▸ **What you should do**
Exactly the lines from the one containing "of the moored" through the end of the listing should be written out, both ends included, and nothing more.

▸ **Exercise material**

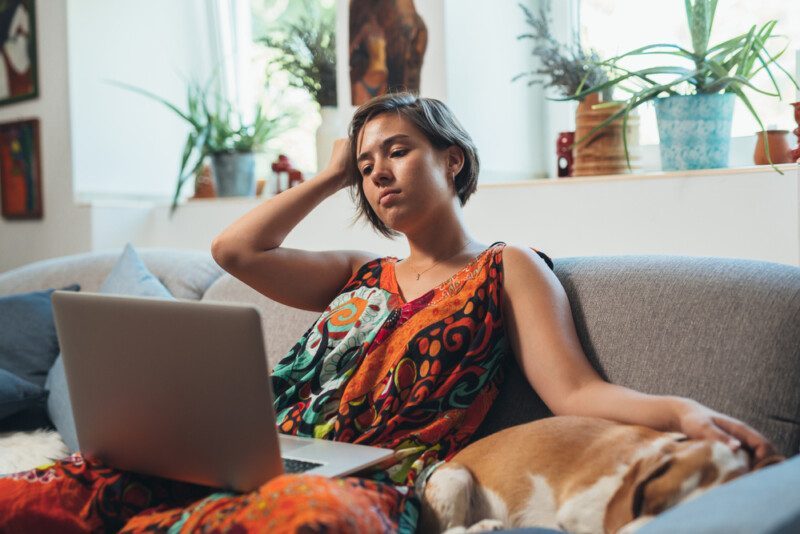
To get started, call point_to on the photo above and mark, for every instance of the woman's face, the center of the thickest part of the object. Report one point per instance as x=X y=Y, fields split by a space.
x=405 y=179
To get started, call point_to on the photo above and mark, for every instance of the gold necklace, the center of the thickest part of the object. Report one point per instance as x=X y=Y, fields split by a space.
x=420 y=273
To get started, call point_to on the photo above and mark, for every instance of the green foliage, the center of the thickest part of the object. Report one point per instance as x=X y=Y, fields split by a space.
x=216 y=127
x=567 y=68
x=727 y=67
x=306 y=50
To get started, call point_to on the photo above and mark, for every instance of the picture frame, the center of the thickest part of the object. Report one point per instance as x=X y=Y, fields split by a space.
x=19 y=73
x=20 y=170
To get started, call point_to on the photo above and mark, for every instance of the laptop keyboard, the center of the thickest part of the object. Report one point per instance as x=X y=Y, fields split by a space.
x=297 y=466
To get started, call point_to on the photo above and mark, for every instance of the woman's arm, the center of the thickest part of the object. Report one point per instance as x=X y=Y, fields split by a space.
x=538 y=320
x=250 y=249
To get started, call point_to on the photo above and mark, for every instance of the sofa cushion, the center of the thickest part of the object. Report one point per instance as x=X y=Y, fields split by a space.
x=17 y=394
x=765 y=501
x=282 y=326
x=129 y=276
x=720 y=331
x=185 y=273
x=28 y=341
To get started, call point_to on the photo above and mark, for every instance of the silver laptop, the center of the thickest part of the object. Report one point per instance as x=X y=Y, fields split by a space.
x=180 y=389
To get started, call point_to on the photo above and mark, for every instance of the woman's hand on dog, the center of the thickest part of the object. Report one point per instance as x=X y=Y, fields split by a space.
x=701 y=422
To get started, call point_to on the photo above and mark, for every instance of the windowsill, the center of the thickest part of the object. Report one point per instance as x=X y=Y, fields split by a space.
x=786 y=168
x=140 y=201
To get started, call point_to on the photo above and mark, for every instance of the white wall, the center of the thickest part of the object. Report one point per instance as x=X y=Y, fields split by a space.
x=124 y=143
x=64 y=228
x=753 y=213
x=503 y=118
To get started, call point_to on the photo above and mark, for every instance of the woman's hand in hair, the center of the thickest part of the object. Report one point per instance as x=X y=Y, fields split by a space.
x=339 y=168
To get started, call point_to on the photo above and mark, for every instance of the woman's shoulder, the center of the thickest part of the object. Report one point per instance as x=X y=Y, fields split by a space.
x=517 y=254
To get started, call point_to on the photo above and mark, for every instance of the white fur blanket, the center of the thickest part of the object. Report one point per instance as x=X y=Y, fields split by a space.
x=20 y=451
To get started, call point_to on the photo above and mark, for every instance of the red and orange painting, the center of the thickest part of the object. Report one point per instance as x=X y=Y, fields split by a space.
x=20 y=170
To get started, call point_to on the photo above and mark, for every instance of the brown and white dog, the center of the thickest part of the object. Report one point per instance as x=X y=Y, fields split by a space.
x=577 y=474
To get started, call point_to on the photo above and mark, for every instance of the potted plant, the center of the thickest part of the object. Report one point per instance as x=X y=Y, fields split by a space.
x=695 y=90
x=571 y=70
x=306 y=51
x=220 y=132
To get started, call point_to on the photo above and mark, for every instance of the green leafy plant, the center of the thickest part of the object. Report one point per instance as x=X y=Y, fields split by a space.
x=216 y=127
x=727 y=67
x=568 y=68
x=306 y=50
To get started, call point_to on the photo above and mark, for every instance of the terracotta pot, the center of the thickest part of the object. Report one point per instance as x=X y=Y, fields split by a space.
x=778 y=148
x=604 y=151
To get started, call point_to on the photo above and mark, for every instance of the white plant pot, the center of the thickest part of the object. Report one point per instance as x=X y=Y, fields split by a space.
x=333 y=126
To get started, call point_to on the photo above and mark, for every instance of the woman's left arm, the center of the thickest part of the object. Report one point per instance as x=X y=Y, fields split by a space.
x=538 y=321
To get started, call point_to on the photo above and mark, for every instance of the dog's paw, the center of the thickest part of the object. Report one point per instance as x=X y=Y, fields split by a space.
x=486 y=525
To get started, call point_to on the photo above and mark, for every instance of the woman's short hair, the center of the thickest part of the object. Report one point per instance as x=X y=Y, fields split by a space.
x=436 y=122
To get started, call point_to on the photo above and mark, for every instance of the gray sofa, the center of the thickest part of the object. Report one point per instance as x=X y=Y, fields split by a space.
x=724 y=332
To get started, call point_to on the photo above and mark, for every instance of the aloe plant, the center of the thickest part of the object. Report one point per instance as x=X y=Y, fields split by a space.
x=727 y=67
x=216 y=127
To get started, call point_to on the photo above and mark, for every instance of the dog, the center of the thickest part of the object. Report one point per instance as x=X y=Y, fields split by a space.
x=578 y=474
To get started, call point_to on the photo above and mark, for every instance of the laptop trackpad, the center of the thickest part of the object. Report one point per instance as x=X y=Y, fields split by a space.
x=291 y=443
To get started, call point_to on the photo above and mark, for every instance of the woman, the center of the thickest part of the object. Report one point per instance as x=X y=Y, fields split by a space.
x=406 y=353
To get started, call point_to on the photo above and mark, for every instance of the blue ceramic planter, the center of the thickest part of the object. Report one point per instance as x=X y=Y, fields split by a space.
x=694 y=131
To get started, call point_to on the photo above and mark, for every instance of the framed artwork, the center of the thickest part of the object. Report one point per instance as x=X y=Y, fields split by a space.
x=387 y=46
x=18 y=68
x=20 y=170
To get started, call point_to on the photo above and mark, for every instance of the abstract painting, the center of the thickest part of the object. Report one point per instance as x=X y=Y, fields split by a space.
x=388 y=39
x=18 y=71
x=20 y=170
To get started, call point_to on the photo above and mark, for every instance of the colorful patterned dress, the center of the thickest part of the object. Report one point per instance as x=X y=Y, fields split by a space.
x=417 y=377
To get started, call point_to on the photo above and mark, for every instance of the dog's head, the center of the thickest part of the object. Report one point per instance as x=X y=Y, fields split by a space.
x=681 y=470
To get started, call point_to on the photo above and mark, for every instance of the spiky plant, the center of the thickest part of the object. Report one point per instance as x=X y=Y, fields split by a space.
x=568 y=68
x=727 y=67
x=307 y=51
x=216 y=127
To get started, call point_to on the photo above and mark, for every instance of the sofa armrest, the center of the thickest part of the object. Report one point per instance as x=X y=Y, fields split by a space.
x=766 y=501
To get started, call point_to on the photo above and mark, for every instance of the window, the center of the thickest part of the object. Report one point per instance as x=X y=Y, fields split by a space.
x=616 y=26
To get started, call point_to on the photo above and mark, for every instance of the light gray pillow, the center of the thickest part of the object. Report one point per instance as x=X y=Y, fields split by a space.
x=128 y=277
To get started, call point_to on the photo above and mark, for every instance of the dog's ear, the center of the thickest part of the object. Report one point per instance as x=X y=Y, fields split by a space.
x=654 y=483
x=769 y=460
x=626 y=504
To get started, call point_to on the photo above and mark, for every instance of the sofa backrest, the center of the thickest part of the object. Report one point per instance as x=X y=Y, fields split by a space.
x=724 y=332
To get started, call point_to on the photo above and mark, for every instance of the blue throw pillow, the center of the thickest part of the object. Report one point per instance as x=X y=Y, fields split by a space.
x=17 y=394
x=28 y=341
x=129 y=277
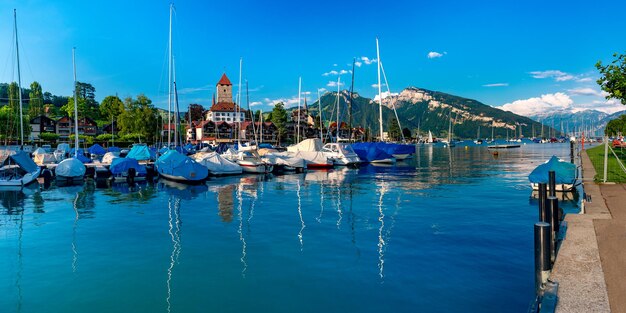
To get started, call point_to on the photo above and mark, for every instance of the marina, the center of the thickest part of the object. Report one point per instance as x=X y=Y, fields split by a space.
x=450 y=221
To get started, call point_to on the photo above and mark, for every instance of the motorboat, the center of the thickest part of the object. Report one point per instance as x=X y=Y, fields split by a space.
x=565 y=174
x=217 y=164
x=341 y=154
x=17 y=168
x=178 y=167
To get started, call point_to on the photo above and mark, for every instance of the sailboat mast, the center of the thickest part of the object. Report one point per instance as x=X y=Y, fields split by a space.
x=169 y=85
x=380 y=97
x=338 y=106
x=19 y=81
x=299 y=112
x=75 y=105
x=176 y=114
x=319 y=104
x=238 y=108
x=350 y=103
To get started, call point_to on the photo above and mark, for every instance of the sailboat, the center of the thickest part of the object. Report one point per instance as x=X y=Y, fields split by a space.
x=16 y=167
x=72 y=170
x=174 y=165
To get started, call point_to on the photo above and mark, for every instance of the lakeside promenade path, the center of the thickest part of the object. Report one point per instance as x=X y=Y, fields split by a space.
x=591 y=264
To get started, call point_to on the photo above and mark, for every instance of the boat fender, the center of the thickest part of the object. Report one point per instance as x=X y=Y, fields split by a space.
x=130 y=178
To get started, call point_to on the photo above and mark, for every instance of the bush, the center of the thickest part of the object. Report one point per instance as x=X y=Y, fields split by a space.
x=84 y=138
x=48 y=136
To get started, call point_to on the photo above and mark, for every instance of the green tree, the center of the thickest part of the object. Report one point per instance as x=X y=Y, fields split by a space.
x=139 y=117
x=35 y=105
x=613 y=79
x=616 y=126
x=394 y=129
x=279 y=118
x=111 y=107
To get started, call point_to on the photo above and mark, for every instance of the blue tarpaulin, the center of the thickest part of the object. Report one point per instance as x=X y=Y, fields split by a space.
x=565 y=172
x=121 y=165
x=175 y=164
x=369 y=151
x=140 y=153
x=97 y=150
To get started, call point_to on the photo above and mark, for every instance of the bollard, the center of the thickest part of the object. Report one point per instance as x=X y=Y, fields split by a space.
x=130 y=178
x=552 y=183
x=542 y=256
x=542 y=201
x=550 y=216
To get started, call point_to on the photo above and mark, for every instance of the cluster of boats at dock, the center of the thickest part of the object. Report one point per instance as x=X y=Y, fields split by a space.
x=187 y=164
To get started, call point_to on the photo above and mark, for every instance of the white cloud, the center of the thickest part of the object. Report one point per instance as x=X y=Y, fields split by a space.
x=367 y=60
x=554 y=74
x=537 y=105
x=333 y=83
x=385 y=95
x=585 y=92
x=434 y=54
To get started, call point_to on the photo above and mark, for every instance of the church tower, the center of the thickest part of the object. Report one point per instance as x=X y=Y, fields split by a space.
x=224 y=90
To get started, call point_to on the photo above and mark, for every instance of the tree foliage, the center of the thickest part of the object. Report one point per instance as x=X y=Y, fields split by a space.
x=613 y=79
x=35 y=101
x=279 y=118
x=111 y=108
x=139 y=117
x=616 y=126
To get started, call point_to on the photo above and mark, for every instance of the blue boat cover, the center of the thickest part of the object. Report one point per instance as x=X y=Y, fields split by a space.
x=97 y=150
x=176 y=164
x=140 y=153
x=121 y=165
x=369 y=151
x=81 y=157
x=565 y=172
x=21 y=158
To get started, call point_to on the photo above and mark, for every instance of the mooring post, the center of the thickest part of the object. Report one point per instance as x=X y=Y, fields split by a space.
x=542 y=201
x=550 y=217
x=552 y=183
x=542 y=256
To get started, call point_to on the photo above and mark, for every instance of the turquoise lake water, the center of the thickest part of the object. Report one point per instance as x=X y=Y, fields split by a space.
x=449 y=231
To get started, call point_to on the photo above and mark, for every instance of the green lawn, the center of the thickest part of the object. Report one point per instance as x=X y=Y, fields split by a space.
x=614 y=171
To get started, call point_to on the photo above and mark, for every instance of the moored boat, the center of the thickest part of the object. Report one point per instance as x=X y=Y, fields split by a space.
x=565 y=174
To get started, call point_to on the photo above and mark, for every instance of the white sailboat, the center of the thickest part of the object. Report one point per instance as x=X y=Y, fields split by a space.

▸ **Written answer**
To get started, call point_to on the photo above and mark, for every instance of the moored boat, the center of the thickest part of the object. Report one point per instance as x=X y=Y, fields split by a space.
x=565 y=174
To get started, call point_to on the photo above and mark, for every instance of the white sailboat, the center of the thickest part of the object. Report one point per instance as x=X y=Y, fields split by a space.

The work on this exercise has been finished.